[Bounding box annotation items]
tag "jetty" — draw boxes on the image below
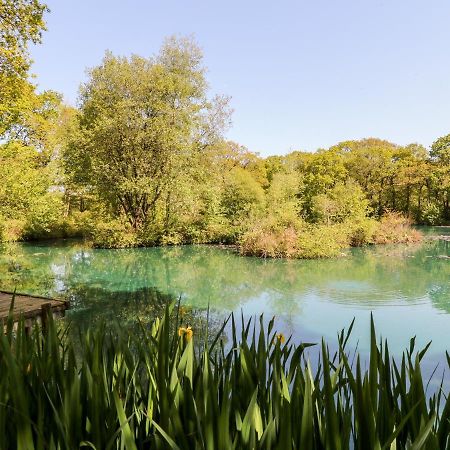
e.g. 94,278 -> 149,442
0,291 -> 69,328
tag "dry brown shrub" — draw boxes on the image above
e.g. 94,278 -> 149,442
373,212 -> 422,244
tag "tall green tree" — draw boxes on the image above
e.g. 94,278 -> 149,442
63,38 -> 230,230
0,0 -> 48,135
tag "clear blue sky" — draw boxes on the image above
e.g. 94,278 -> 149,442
32,0 -> 450,155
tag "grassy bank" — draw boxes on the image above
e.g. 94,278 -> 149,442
0,304 -> 450,450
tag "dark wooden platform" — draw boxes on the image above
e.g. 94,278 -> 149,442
0,291 -> 69,325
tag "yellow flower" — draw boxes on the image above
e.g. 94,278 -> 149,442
178,327 -> 194,341
184,327 -> 194,341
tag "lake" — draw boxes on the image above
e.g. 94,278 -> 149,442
0,228 -> 450,370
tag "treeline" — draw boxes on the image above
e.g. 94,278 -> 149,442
0,0 -> 450,257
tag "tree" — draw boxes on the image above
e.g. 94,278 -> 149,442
63,38 -> 226,230
0,0 -> 48,136
430,134 -> 450,165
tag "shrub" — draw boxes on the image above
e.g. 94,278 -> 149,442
419,202 -> 441,225
297,224 -> 350,259
373,212 -> 422,244
240,226 -> 298,258
90,219 -> 140,248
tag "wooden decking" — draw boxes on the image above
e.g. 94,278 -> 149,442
0,291 -> 69,326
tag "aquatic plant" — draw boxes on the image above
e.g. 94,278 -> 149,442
0,308 -> 450,450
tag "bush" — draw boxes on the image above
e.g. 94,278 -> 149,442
373,212 -> 422,244
419,202 -> 441,225
90,219 -> 140,248
297,224 -> 350,259
0,219 -> 25,242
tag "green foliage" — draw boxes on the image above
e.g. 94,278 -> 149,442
222,167 -> 264,223
373,212 -> 422,244
63,38 -> 232,230
311,179 -> 369,225
430,134 -> 450,165
420,202 -> 442,225
0,142 -> 63,240
90,219 -> 139,248
0,309 -> 450,450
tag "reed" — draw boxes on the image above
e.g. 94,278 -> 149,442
0,308 -> 450,450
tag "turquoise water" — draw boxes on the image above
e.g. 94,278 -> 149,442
0,228 -> 450,360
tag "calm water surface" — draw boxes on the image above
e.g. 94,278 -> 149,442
0,228 -> 450,366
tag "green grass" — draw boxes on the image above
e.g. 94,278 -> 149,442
0,302 -> 450,450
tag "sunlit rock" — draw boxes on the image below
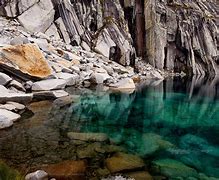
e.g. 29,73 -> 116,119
0,72 -> 12,85
0,92 -> 33,104
25,170 -> 48,180
32,79 -> 67,91
33,90 -> 69,100
0,44 -> 52,78
54,72 -> 80,86
0,109 -> 21,129
18,0 -> 55,32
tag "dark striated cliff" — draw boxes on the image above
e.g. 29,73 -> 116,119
1,0 -> 219,75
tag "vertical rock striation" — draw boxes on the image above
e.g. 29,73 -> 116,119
54,0 -> 135,65
144,0 -> 219,75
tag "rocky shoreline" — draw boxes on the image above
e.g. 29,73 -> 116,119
0,17 -> 172,129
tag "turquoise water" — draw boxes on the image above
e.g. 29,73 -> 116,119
66,77 -> 219,178
0,78 -> 219,179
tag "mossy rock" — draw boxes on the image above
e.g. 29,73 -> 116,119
0,161 -> 24,180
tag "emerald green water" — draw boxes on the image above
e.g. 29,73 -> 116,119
0,78 -> 219,179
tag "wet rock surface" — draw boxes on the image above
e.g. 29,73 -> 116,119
106,153 -> 145,173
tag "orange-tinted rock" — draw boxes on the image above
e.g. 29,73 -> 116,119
0,44 -> 52,78
42,160 -> 86,180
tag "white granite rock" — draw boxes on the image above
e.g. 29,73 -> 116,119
0,72 -> 12,85
0,109 -> 21,129
32,79 -> 67,91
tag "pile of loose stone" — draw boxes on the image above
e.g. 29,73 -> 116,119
0,17 -> 163,129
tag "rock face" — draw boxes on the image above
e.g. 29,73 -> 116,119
144,0 -> 219,74
0,44 -> 51,78
54,0 -> 134,65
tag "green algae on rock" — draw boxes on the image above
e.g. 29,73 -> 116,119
0,160 -> 24,180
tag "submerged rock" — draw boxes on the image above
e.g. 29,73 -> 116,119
42,160 -> 87,179
0,161 -> 23,180
106,153 -> 145,173
0,109 -> 21,129
0,44 -> 52,78
139,133 -> 174,156
126,171 -> 153,180
68,132 -> 109,142
152,159 -> 198,178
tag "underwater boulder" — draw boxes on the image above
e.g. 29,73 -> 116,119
152,159 -> 198,177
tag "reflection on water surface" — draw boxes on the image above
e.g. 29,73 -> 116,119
0,77 -> 219,179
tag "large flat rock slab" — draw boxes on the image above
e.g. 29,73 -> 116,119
0,44 -> 52,78
32,79 -> 67,91
0,92 -> 33,104
0,109 -> 21,129
18,0 -> 55,32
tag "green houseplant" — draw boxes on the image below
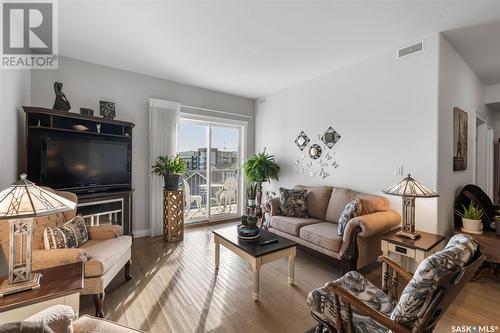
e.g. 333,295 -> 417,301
243,149 -> 280,207
152,154 -> 187,190
455,202 -> 484,233
247,183 -> 257,207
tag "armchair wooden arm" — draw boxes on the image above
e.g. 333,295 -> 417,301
378,256 -> 413,300
378,256 -> 413,281
325,283 -> 411,333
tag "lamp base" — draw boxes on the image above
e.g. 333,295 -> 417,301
0,273 -> 42,297
396,230 -> 420,239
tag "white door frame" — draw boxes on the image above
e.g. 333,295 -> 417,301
177,112 -> 248,222
473,112 -> 494,198
486,126 -> 495,200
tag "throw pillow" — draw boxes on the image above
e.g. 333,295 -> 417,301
24,304 -> 75,333
338,199 -> 363,236
279,187 -> 307,217
43,215 -> 89,250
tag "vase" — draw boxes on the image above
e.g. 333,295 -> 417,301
163,175 -> 180,191
462,217 -> 483,233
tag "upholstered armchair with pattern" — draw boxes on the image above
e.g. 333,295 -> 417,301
0,189 -> 132,317
307,234 -> 485,333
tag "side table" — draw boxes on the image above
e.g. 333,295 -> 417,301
453,229 -> 500,281
0,262 -> 83,324
380,228 -> 445,271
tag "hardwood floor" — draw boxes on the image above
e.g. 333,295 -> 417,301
80,223 -> 500,333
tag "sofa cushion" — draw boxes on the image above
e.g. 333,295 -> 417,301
356,193 -> 389,215
299,222 -> 342,252
279,187 -> 307,217
338,199 -> 363,236
0,321 -> 55,333
325,187 -> 389,223
82,236 -> 132,277
43,215 -> 89,250
295,185 -> 333,220
73,315 -> 142,333
306,271 -> 396,333
271,215 -> 322,236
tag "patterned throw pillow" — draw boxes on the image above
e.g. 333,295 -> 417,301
43,215 -> 89,250
338,199 -> 363,236
279,187 -> 307,217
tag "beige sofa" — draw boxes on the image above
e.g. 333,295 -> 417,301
0,191 -> 132,317
267,185 -> 401,271
0,305 -> 143,333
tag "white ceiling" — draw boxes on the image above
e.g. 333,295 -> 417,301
59,0 -> 500,98
443,21 -> 500,86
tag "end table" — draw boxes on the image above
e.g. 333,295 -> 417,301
0,262 -> 83,324
380,228 -> 445,271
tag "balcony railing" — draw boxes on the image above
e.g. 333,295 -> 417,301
184,169 -> 239,221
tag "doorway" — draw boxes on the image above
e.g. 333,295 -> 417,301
178,117 -> 244,224
475,116 -> 494,198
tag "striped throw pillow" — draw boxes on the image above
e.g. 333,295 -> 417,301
43,215 -> 89,250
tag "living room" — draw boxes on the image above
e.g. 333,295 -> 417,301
0,0 -> 500,332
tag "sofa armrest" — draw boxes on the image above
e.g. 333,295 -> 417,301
31,248 -> 87,270
266,198 -> 280,217
87,224 -> 123,240
339,209 -> 401,256
24,304 -> 75,333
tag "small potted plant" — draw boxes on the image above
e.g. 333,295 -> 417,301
243,149 -> 280,207
455,202 -> 484,233
152,154 -> 187,191
247,183 -> 257,207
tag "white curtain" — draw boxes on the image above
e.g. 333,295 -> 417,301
149,99 -> 181,237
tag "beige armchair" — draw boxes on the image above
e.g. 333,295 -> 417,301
0,191 -> 132,318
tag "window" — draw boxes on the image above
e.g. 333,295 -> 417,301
178,115 -> 245,223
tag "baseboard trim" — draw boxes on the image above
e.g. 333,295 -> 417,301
132,229 -> 149,238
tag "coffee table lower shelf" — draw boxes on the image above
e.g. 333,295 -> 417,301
214,227 -> 297,301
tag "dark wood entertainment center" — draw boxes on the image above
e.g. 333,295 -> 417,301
23,106 -> 134,234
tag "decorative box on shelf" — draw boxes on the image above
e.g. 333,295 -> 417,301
163,189 -> 184,242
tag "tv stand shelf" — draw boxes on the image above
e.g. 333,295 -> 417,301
23,106 -> 134,138
28,126 -> 131,139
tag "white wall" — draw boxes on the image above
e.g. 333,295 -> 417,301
31,57 -> 255,235
255,34 -> 438,232
0,70 -> 31,276
483,84 -> 500,104
0,70 -> 31,190
437,36 -> 494,234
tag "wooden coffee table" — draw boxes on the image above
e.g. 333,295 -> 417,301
0,262 -> 83,324
213,226 -> 297,301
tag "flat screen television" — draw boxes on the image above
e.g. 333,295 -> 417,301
41,136 -> 131,192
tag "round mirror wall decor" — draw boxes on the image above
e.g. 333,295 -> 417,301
309,144 -> 321,160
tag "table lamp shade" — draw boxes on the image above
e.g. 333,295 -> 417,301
384,175 -> 439,198
0,174 -> 76,219
383,175 -> 439,239
0,174 -> 76,297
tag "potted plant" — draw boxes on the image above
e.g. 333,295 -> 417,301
455,202 -> 484,233
243,149 -> 280,207
152,154 -> 187,190
247,183 -> 257,207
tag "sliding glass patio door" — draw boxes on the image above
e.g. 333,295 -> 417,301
178,118 -> 242,223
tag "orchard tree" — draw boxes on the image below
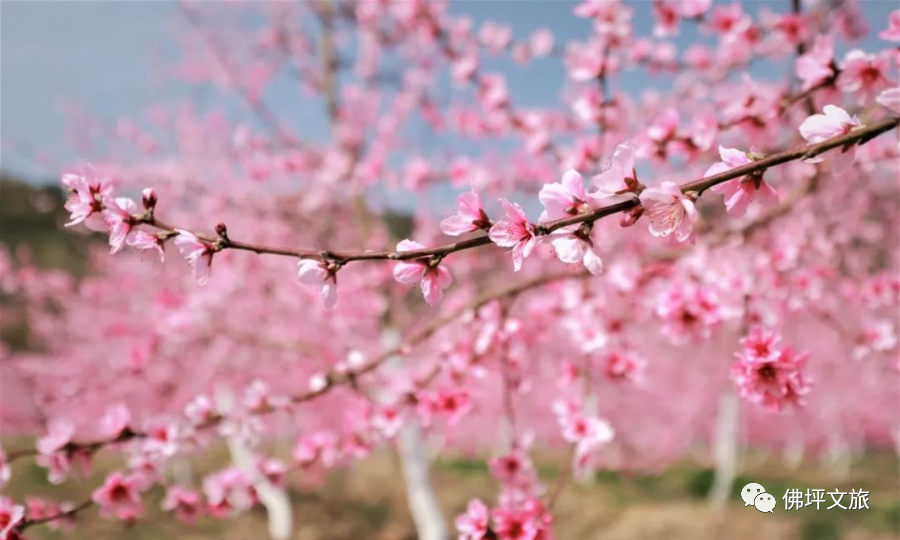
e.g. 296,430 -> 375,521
0,0 -> 900,540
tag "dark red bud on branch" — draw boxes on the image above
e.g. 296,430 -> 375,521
141,188 -> 156,211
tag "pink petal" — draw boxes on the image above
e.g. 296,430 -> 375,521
394,261 -> 425,285
583,248 -> 603,276
441,212 -> 478,236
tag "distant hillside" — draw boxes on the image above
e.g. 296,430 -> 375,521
0,173 -> 92,273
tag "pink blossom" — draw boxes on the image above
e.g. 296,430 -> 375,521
490,448 -> 535,487
731,330 -> 810,411
875,87 -> 900,114
394,240 -> 453,306
103,197 -> 138,253
143,419 -> 179,458
0,497 -> 25,540
175,229 -> 216,286
35,452 -> 72,485
441,185 -> 491,236
551,231 -> 603,276
91,472 -> 143,520
161,486 -> 203,525
706,2 -> 752,35
203,467 -> 257,519
878,9 -> 900,43
491,505 -> 550,540
456,499 -> 490,540
538,169 -> 594,223
126,229 -> 166,262
703,146 -> 778,216
62,169 -> 112,231
740,326 -> 781,362
100,403 -> 131,440
853,320 -> 897,360
653,0 -> 681,38
184,395 -> 216,426
297,259 -> 337,309
591,142 -> 637,199
292,431 -> 338,468
796,35 -> 834,90
600,350 -> 645,382
256,456 -> 288,488
800,105 -> 862,175
488,199 -> 538,272
838,49 -> 894,102
417,388 -> 472,425
37,418 -> 75,456
640,181 -> 697,242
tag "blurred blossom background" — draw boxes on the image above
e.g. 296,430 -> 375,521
0,0 -> 900,540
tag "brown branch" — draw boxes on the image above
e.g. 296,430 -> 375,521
15,500 -> 94,532
136,118 -> 900,265
7,271 -> 590,470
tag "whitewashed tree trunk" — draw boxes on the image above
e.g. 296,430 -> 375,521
825,429 -> 853,480
784,433 -> 806,469
709,390 -> 740,510
397,421 -> 449,540
382,328 -> 449,540
216,387 -> 294,540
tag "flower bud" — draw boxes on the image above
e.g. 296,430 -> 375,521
141,188 -> 156,210
619,206 -> 644,227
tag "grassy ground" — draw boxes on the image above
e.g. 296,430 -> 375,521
7,446 -> 900,540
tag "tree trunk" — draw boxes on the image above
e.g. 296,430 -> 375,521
709,390 -> 740,510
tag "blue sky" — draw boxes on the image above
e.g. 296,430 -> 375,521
0,0 -> 898,181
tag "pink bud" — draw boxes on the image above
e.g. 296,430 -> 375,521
141,188 -> 156,210
619,206 -> 644,227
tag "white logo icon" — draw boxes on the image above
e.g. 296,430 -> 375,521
741,484 -> 766,506
753,493 -> 777,514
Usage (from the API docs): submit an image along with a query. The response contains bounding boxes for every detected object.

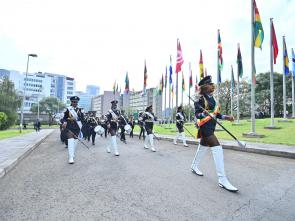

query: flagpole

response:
[181,71,184,105]
[164,69,167,120]
[230,66,234,116]
[217,29,220,104]
[283,36,287,119]
[188,62,193,122]
[270,18,274,127]
[291,48,295,118]
[251,0,256,134]
[237,48,240,124]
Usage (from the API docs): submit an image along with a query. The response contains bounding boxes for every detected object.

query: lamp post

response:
[19,54,38,133]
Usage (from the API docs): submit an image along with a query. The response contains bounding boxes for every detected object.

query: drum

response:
[94,125,104,135]
[124,124,132,134]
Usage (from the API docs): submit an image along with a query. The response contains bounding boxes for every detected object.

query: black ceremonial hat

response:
[199,75,212,86]
[70,96,80,101]
[145,105,153,111]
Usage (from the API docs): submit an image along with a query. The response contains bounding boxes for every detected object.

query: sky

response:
[0,0,295,104]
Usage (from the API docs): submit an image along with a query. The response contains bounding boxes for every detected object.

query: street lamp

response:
[19,54,38,133]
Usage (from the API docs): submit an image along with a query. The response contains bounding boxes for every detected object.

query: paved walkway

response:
[0,129,54,178]
[0,129,295,178]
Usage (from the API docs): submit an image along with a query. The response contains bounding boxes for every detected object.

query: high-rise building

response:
[86,85,100,96]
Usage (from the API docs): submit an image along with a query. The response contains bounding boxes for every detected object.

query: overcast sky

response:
[0,0,295,102]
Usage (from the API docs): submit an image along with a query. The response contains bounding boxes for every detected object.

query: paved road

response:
[0,132,295,221]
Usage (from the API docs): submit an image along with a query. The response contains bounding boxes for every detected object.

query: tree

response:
[255,72,292,116]
[0,77,22,129]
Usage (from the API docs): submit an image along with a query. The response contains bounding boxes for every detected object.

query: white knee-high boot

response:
[181,132,188,147]
[149,134,156,152]
[211,146,238,192]
[173,132,180,145]
[68,138,75,164]
[144,135,150,149]
[111,136,120,156]
[191,144,209,176]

WRITTEN PROBLEM: Pick out every line in the items above that contains the string "beige", and copy each of those lines.

SOLUTION TO THIS PROBLEM:
tag "beige sofa" — draw boxes on the image above
tag "beige armchair" — draw boxes on the image above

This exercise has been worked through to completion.